*Exercise:*
Find the line with "Exercise. Tag the shrub" in the entries below, then reproduce it and every line after it down to and including the line with "x=723, y=355", exactly.

BEGIN Exercise data

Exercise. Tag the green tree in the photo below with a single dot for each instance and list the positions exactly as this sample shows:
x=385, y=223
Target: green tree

END Exercise data
BEGIN Exercise data

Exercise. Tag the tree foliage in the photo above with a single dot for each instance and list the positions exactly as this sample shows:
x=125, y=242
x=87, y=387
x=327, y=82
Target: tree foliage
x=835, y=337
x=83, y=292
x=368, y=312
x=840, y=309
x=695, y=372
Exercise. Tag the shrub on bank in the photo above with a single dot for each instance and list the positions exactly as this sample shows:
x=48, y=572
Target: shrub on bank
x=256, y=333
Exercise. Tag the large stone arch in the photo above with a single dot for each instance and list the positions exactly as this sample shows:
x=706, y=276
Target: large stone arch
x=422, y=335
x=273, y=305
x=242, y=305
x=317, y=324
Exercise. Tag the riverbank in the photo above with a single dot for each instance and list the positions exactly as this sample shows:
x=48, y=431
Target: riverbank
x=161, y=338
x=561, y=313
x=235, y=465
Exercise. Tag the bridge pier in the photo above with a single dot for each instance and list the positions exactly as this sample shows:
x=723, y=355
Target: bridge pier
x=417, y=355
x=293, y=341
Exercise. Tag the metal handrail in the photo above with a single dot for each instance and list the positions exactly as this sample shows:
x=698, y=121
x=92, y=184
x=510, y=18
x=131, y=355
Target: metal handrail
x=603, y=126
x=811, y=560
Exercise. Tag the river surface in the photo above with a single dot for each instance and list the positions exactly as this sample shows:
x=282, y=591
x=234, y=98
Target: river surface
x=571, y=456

END Exercise data

*Answer box:*
Exercise. Tag the shrub on bank in the photo above with a single dot for each instance and list the positions exactly as this sample shows:
x=48, y=572
Target: shrub on bank
x=256, y=333
Exercise. Tag the large stone arch in the photo above with a single dot for each instance and list the positions exactly as this sample shows:
x=706, y=276
Target: large stone arch
x=422, y=335
x=273, y=305
x=242, y=305
x=317, y=324
Exercise. Tag the riverbank in the photo above with a single dot for each instance and list the positions exactly as this sample shows:
x=48, y=431
Target: riverbank
x=161, y=338
x=561, y=313
x=235, y=465
Exercise. Tag the bridge pier in the photo above with a single dot for each instance and list the positions exactly as this sample shows:
x=723, y=355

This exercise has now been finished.